▸ Task set
**1.** In the git merge text, how would the passage read from "- Raymond Chen Author July" through "with a digit." if you swap "shell redirect" for "output redirect"?
**2.** According to the git merge text, why does git stop looking for similar files when merging in the Windows repo?

** Start of Text extract **

We’ll add commit-tree to the mix next time. Today was groundwork, but this is a handy technique to keep in your bag of tricks, even if you never get around to the commit-tree part.

¹ If you cross the merge.renameLimit, then git won’t look for similar files; it requires exact matches. The Windows repo is so large that the rename limit is easily exceeded. The “similar files” detector is O(m × n) in the number of files changed in the two parents, and when your repo has 3 million files, that quadratic growth becomes a problem.

7 comments

Discussion is closed. Login to edit/delete existing comments.

Jon Wiswall July 22, 2019

For merging lots of files you might need this:
git merge -X find-renames=2
Found via this stackoverflow q&a. The key to look for is merge printing “CONFLICT (rename/rename)” instead of “CONFLICT (rename/add)” or similar.
- Raymond Chen Author July 22, 2019
  
  Part 7 of the series shows how to merge multiple files in one go.
tbodt May 16, 2019

You can put the shell redirect before the command??
- Raymond Chen Author May 17, 2019
  
  Not only can you do it, in many cases, you must do it to avoid unwanted spaces, or to avoid conflicts with lines that end with a digit.

** End of Text extract **
** Start of Information supplied **

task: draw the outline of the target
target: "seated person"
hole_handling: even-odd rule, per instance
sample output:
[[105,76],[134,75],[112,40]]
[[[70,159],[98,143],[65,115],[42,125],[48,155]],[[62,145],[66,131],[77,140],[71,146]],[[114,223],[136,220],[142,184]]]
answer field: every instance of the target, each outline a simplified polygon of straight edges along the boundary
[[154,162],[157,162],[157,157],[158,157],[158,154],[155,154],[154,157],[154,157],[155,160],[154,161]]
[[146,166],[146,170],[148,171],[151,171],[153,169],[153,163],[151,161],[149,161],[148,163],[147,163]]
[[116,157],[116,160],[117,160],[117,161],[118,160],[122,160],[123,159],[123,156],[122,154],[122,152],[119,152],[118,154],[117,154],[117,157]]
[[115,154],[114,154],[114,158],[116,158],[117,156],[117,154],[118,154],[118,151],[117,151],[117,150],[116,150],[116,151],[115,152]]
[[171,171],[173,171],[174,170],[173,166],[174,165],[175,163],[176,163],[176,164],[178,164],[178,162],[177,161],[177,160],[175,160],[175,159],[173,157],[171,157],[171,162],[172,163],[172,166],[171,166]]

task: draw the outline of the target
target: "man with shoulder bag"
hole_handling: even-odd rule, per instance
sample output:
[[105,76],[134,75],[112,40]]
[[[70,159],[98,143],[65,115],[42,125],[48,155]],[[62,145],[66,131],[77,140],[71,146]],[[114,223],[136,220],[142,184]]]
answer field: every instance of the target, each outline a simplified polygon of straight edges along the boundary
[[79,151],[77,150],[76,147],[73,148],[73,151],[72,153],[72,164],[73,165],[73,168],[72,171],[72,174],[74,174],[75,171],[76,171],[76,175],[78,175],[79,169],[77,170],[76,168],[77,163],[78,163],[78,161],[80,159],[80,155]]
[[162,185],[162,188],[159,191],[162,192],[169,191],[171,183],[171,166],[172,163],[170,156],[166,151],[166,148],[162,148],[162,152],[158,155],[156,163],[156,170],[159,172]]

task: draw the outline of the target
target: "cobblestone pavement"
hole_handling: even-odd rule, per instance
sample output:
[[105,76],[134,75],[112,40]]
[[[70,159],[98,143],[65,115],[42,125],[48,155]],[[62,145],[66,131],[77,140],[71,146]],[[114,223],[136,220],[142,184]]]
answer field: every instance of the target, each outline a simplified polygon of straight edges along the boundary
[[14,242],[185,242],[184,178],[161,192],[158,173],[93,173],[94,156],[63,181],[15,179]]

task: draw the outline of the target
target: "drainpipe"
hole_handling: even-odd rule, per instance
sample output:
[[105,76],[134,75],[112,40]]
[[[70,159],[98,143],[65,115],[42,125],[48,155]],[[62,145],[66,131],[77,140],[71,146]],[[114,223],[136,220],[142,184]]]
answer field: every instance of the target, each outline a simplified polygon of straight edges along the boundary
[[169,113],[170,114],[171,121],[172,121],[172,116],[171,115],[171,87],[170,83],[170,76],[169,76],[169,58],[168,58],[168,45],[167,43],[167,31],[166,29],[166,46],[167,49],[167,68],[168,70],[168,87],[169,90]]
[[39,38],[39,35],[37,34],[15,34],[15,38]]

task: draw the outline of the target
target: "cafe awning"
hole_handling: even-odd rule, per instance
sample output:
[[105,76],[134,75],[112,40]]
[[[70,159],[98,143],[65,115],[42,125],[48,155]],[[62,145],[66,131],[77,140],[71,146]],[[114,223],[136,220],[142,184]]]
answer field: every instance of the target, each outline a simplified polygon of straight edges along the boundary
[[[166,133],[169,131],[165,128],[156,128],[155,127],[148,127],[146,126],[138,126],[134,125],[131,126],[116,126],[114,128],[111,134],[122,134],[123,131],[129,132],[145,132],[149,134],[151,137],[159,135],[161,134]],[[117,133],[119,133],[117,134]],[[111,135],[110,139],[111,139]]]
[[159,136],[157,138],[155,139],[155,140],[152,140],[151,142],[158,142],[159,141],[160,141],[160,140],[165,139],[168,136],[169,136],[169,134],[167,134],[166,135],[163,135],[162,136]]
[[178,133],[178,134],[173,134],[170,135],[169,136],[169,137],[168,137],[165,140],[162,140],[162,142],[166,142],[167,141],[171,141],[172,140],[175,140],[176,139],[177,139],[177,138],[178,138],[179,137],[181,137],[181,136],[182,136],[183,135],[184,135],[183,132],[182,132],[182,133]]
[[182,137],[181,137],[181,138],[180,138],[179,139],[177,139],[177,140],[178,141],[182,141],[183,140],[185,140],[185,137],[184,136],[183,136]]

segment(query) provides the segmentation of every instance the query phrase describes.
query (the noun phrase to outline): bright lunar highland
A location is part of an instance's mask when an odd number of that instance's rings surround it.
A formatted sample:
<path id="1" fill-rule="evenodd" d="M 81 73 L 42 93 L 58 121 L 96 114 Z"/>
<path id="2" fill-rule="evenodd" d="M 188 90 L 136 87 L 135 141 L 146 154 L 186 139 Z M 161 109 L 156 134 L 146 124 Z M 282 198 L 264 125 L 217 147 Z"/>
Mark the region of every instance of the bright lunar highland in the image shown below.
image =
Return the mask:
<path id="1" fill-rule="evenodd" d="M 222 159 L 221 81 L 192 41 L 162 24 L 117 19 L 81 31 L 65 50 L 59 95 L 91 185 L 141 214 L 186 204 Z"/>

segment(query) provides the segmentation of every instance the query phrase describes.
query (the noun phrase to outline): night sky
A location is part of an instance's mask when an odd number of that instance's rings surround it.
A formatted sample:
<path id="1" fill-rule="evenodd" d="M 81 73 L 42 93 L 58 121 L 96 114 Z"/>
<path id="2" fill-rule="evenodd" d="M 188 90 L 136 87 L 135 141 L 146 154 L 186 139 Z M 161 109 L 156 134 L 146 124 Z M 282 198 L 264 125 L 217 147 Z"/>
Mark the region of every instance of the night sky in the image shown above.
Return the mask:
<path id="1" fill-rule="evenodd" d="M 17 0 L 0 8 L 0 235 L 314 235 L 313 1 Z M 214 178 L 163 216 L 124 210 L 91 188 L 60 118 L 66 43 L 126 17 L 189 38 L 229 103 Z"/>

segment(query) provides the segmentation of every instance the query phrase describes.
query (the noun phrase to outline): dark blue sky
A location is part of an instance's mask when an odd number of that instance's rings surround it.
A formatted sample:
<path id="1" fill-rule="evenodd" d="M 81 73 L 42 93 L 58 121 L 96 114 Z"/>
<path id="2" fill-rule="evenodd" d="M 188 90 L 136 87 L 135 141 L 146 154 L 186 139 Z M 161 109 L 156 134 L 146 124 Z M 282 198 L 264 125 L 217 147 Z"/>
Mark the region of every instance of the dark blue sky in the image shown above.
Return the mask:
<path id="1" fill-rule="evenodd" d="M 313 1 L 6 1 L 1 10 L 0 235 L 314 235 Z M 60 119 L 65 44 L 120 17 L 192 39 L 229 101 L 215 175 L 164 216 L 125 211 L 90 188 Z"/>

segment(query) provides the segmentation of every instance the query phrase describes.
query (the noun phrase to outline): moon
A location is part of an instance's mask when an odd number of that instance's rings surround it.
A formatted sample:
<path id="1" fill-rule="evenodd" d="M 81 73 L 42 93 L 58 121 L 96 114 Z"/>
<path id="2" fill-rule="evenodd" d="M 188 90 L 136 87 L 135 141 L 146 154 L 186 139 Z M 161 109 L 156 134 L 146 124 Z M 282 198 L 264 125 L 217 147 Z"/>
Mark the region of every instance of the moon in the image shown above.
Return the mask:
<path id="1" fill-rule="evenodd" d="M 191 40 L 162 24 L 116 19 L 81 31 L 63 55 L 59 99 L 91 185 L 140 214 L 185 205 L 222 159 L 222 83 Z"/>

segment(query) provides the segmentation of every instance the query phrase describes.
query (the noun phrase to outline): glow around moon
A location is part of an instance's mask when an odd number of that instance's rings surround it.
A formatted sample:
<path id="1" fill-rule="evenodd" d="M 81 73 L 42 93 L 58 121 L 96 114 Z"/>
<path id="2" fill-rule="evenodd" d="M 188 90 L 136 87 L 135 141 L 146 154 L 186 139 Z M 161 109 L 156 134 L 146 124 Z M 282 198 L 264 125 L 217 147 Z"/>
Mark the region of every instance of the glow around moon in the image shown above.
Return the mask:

** End of Information supplied **

▸ Answers for the exercise
**1.**
- Raymond Chen Author July 22, 2019
  
  Part 7 of the series shows how to merge multiple files in one go.
tbodt May 16, 2019

You can put the output redirect before the command??
- Raymond Chen Author May 17, 2019
  
  Not only can you do it, in many cases, you must do it to avoid unwanted spaces, or to avoid conflicts with lines that end with a digit.

**2.** The Windows repo is so large that it easily exceeds the merge.renameLimit, and past that limit git requires exact matches instead of looking for similar files. The similar-files detector is O(m × n) in the number of files changed in the two parents, so with 3 million files that quadratic growth becomes a problem.